Задание A :: Подсчитайте, в скольких строках ниже встречается слово «printed». В ответе укажите только число.

----- Фрагмент текста -----

«1925 гд. Несколько дней тому назад, утомившись от неисходного пребывания в своем обиталище, я схватил мешок и палку и побежал в горы. Отправился я на ту самую Аибгу, на которой в прошлом году была Ляля. Пастухи, во множестве населяющие склоны этой горы летом, уже ушли, и я имел счастье бродить в полном одиночестве. Две ночи провел в пустом пастушечьем балагане, ежась от холода у костра и слушая ночью звуки леса. Первый раз в жизни слышал я вой волков и был поражен его мистической силой, неизмеримой тоской об утерянном рае, который в нем слышится. Днем поднимался на вершину и созерцал окрестные пики. На них уже давно выпал обильный снег, и потому они были одеты более великолепно, чем обычно, т. е. летом, когда снег лежит маленькими заплатками. Притом великолепие еще увеличивалось многообразием осенних красок. Горы открывались как бы в рамке: снизу темные зеленые пихты, сверху — облака, впрочем, последние располагались в несколько ярусов, и нижние копошились в долинах, иногда закрывая их от взора.
Там размышлял я и о горах, и о городах, и о горнем Иерусалиме. Вспоминал и друзей своих.
Мне припомнился странный сон, о котором как будто написал Ляле или нет, не помню. Будто вошел ты в нашу келью, одетый монахом. Но одеяние было странное: подрясник белый как снег, но не какой-нибудь небесный, а из земного материала, и я заметил даже, что, кажется, пикейный. Воротник же был очень большой, кружевной, какие носили ученые в Европе в XV–XVI веке. „Как у Спинозы“, почему-то мелькнуло у меня тогда. И войдя, сразу подошел к аналою и раскрыл книгу. На этом сон оборвался. И еще другой раз снилось, что шел ты вместе с М. Н., и говорили вы о какой-то книге.

----- Исходные данные -----

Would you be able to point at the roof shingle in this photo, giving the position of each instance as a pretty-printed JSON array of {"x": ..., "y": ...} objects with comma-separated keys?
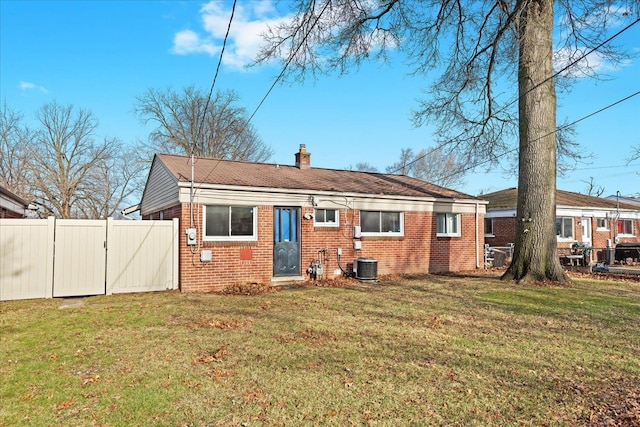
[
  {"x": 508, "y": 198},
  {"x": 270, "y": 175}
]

-----
----- Исходные данные -----

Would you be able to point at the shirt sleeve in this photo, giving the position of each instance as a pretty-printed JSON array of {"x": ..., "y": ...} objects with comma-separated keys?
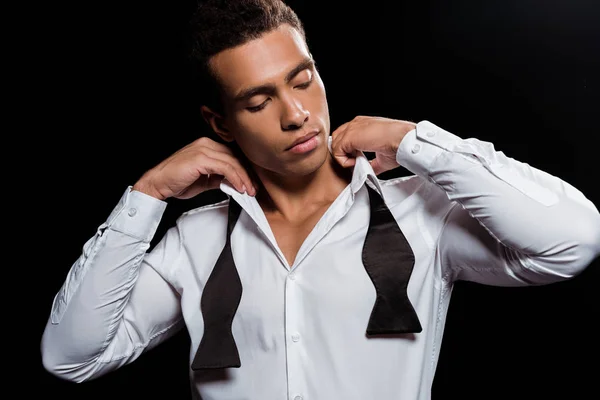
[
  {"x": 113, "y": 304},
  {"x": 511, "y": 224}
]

-----

Задание B :: Сколько ночей рассказчик провел в пустом пастушечьем балагане, согласно фрагменту текста?

Решение задачи A :: 2

Решение задачи B :: Две ночи.